BEGIN WORKING DATA

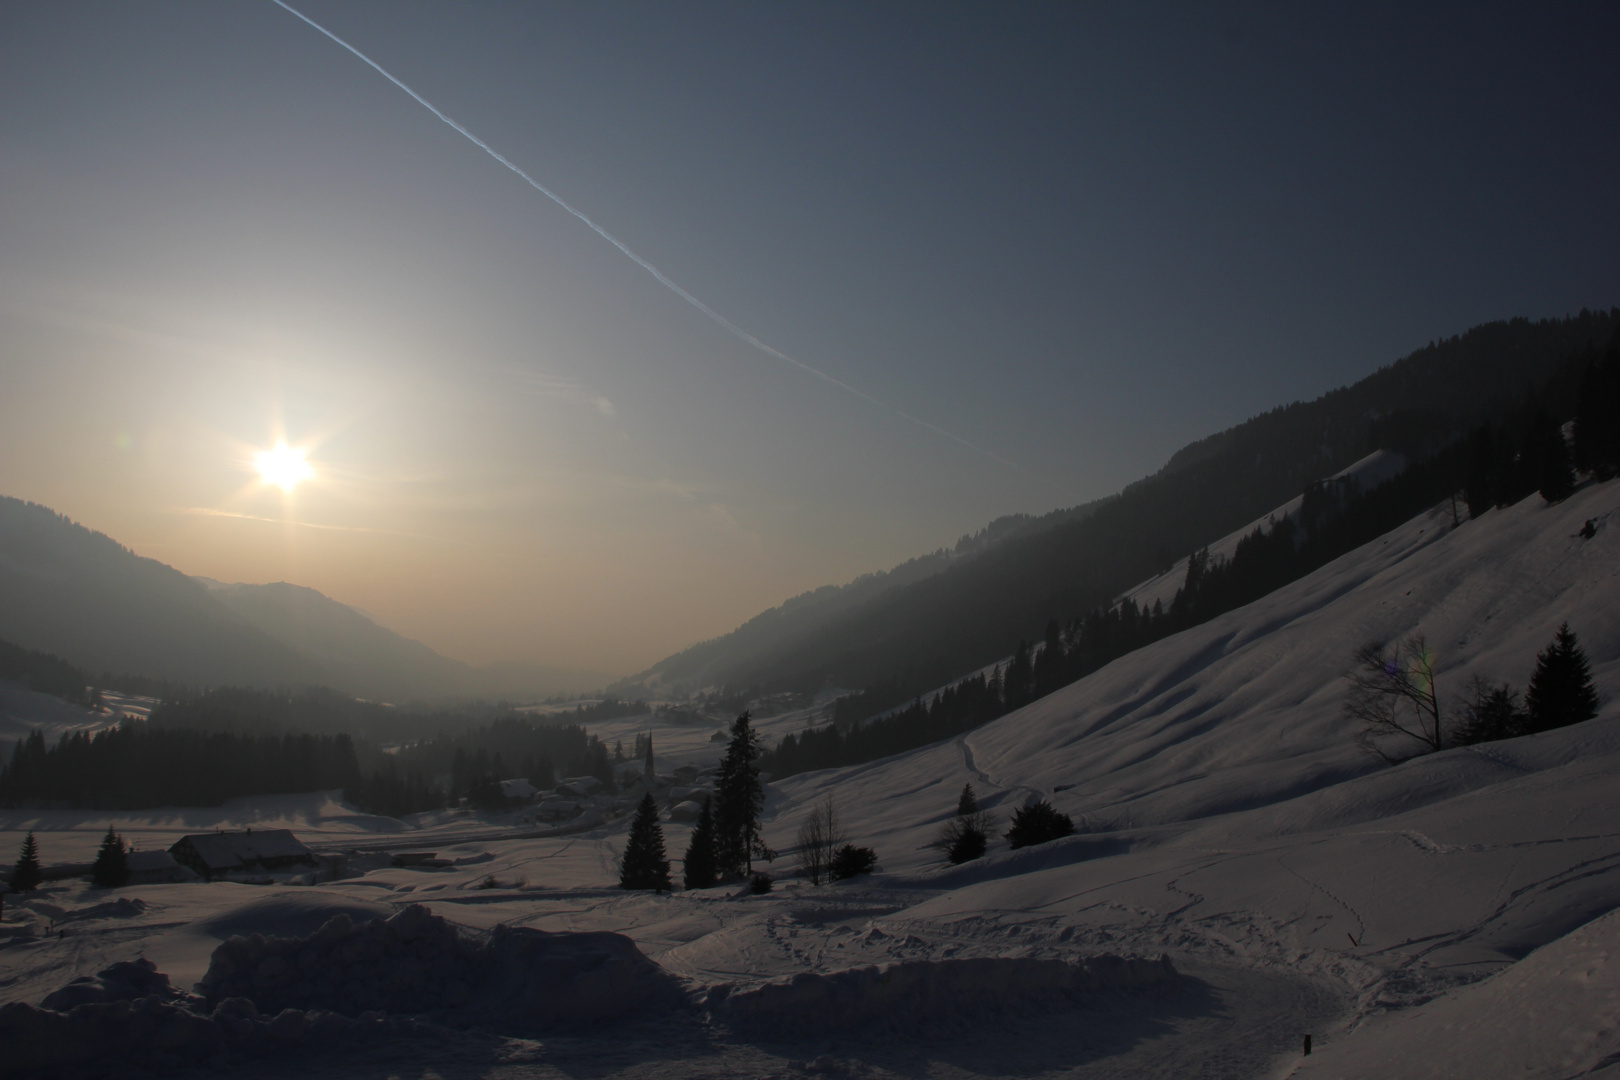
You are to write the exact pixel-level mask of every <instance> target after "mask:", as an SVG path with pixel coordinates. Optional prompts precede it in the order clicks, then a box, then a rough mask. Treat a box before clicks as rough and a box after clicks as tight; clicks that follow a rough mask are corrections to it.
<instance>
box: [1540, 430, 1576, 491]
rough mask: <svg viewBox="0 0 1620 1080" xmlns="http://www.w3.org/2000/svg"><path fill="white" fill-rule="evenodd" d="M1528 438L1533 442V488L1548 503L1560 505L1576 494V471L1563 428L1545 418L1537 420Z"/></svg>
mask: <svg viewBox="0 0 1620 1080" xmlns="http://www.w3.org/2000/svg"><path fill="white" fill-rule="evenodd" d="M1531 437H1533V439H1534V440H1536V444H1537V447H1536V489H1537V491H1539V492H1541V497H1542V499H1545V500H1547V502H1560V500H1563V499H1568V497H1570V495H1571V494H1575V470H1573V468H1571V465H1570V447H1568V445H1567V444H1565V442H1563V427H1562V426H1558V423H1557V421H1554V419H1550V418H1549V416H1545V415H1541V416H1537V418H1536V426H1534V429H1533V434H1531Z"/></svg>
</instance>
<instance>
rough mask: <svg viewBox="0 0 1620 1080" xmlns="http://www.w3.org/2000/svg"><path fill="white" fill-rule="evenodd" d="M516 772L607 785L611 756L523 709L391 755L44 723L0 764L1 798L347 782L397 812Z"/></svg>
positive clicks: (198, 801) (23, 797) (312, 788)
mask: <svg viewBox="0 0 1620 1080" xmlns="http://www.w3.org/2000/svg"><path fill="white" fill-rule="evenodd" d="M243 693H245V695H248V698H258V696H259V695H258V691H243ZM222 699H225V701H232V699H233V695H225V696H224V698H222ZM296 699H298V698H293V699H292V701H296ZM318 699H319V698H318ZM358 704H364V703H358ZM180 716H183V712H180ZM175 719H177V711H170V714H168V722H170V724H172V722H173V721H175ZM520 776H522V777H528V779H530V782H531V784H535V785H536V787H541V789H544V787H551V785H552V784H556V782H557V780H559V779H562V777H567V776H595V777H598V779H599V780H603V782H604V784H608V785H609V787H611V784H612V764H611V759H609V755H608V748H606V746H604V745H603V742H601V740H599V738H596V737H595V735H590V733H588V732H586V730H585V729H583V727H578V725H575V724H552V722H539V721H535V719H533V717H528V716H523V714H512V716H507V717H502V719H499V721H494V722H491V724H486V725H481V727H478V729H473V730H463V732H458V733H454V735H450V733H444V735H439V737H434V738H428V740H421V742H416V743H410V745H405V746H399V748H395V750H394V753H387V751H384V750H382V746H379V745H376V743H371V742H366V740H358V742H356V740H355V738H353V737H352V735H348V733H347V732H339V733H332V735H311V733H295V732H280V733H251V732H240V730H198V729H191V727H172V725H168V724H151V722H147V724H143V722H125V724H120V725H118V727H112V729H105V730H102V732H96V733H84V732H73V733H66V735H63V737H62V738H60V740H58V742H57V743H55V745H49V743H47V740H45V737H44V733H42V732H37V730H36V732H34V733H31V735H29V737H28V738H23V740H18V742H16V745H15V748H13V751H11V758H10V761H6V763H5V764H3V767H0V805H8V806H18V805H39V803H53V805H68V806H83V808H97V810H147V808H152V806H217V805H219V803H222V801H225V800H227V798H245V797H249V795H285V793H298V792H319V790H330V789H342V790H343V798H345V800H348V801H350V803H353V805H355V806H358V808H360V810H364V811H368V813H381V814H389V816H400V814H410V813H420V811H424V810H439V808H444V806H454V805H458V803H460V801H463V800H465V801H468V803H471V805H476V806H484V808H491V810H494V808H504V806H507V801H509V800H507V798H505V795H504V792H502V790H501V780H509V779H514V777H520Z"/></svg>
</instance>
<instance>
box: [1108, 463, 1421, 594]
mask: <svg viewBox="0 0 1620 1080" xmlns="http://www.w3.org/2000/svg"><path fill="white" fill-rule="evenodd" d="M1403 468H1406V458H1403V457H1401V455H1400V453H1395V452H1393V450H1374V452H1372V453H1369V455H1367V457H1364V458H1361V460H1359V461H1356V463H1354V465H1349V466H1346V468H1343V470H1340V471H1338V473H1333V474H1332V476H1328V478H1327V481H1325V483H1335V481H1336V483H1338V484H1343V486H1346V487H1349V486H1353V487H1354V489H1356V491H1372V489H1374V487H1377V486H1379V484H1382V483H1383V481H1387V479H1392V478H1395V476H1396V474H1398V473H1400V471H1401V470H1403ZM1304 502H1306V497H1304V495H1294V497H1293V499H1290V500H1288V502H1285V504H1283V505H1280V507H1277V508H1275V510H1272V512H1270V513H1267V515H1265V517H1264V518H1257V520H1254V521H1249V523H1247V525H1244V526H1243V528H1241V529H1233V531H1231V533H1228V534H1226V536H1223V538H1220V539H1218V541H1215V542H1213V544H1210V546H1209V552H1210V559H1231V555H1233V552H1234V551H1238V541H1241V539H1243V538H1244V536H1247V534H1249V533H1252V531H1254V529H1257V528H1265V529H1267V531H1270V528H1272V525H1275V523H1277V521H1280V520H1281V518H1291V517H1296V515H1298V513H1299V510H1301V507H1304ZM1186 580H1187V557H1186V555H1183V557H1181V559H1178V560H1176V563H1174V565H1173V567H1171V568H1170V570H1165V572H1163V573H1162V575H1158V576H1155V578H1149V580H1147V581H1144V583H1140V585H1137V586H1136V588H1132V589H1126V593H1124V594H1123V596H1121V597H1119V601H1121V602H1123V601H1128V599H1131V601H1136V606H1137V607H1144V609H1145V607H1152V606H1153V601H1158V602H1160V604H1163V606H1165V607H1170V601H1173V599H1176V589H1179V588H1181V585H1183V583H1184V581H1186Z"/></svg>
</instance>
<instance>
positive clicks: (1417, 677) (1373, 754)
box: [1345, 633, 1445, 764]
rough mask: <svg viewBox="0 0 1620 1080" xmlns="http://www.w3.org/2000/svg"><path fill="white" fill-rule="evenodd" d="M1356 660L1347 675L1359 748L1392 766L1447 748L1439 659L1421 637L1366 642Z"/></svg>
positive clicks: (1350, 696)
mask: <svg viewBox="0 0 1620 1080" xmlns="http://www.w3.org/2000/svg"><path fill="white" fill-rule="evenodd" d="M1354 661H1356V667H1354V669H1351V670H1349V672H1348V674H1346V675H1345V678H1348V680H1349V696H1348V698H1346V699H1345V716H1348V717H1349V719H1351V721H1354V722H1356V724H1358V730H1356V745H1358V746H1361V748H1362V750H1366V751H1367V753H1371V755H1377V756H1379V758H1382V759H1383V761H1388V763H1390V764H1395V763H1398V761H1405V759H1408V758H1414V756H1417V755H1421V753H1434V751H1437V750H1443V748H1445V732H1443V729H1442V725H1440V698H1439V695H1437V693H1435V687H1434V672H1435V665H1437V661H1435V656H1434V653H1432V651H1430V649H1429V644H1427V643H1426V641H1424V636H1422V635H1421V633H1414V635H1413V636H1409V638H1406V640H1405V641H1401V643H1398V644H1395V646H1385V644H1382V643H1379V641H1372V643H1369V644H1364V646H1361V648H1359V649H1356V653H1354ZM1403 751H1409V753H1403Z"/></svg>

END WORKING DATA

- [EXERCISE]
Reproduce only the lines above, starting at the line with "box: [1345, 633, 1445, 764]" and ending at the line with "660L1347 675L1359 748L1392", exactly as written.

- [EXERCISE OUTPUT]
box: [1345, 633, 1445, 764]
rough mask: <svg viewBox="0 0 1620 1080" xmlns="http://www.w3.org/2000/svg"><path fill="white" fill-rule="evenodd" d="M1356 660L1347 675L1359 748L1392 766L1447 748L1439 659L1421 637L1366 642Z"/></svg>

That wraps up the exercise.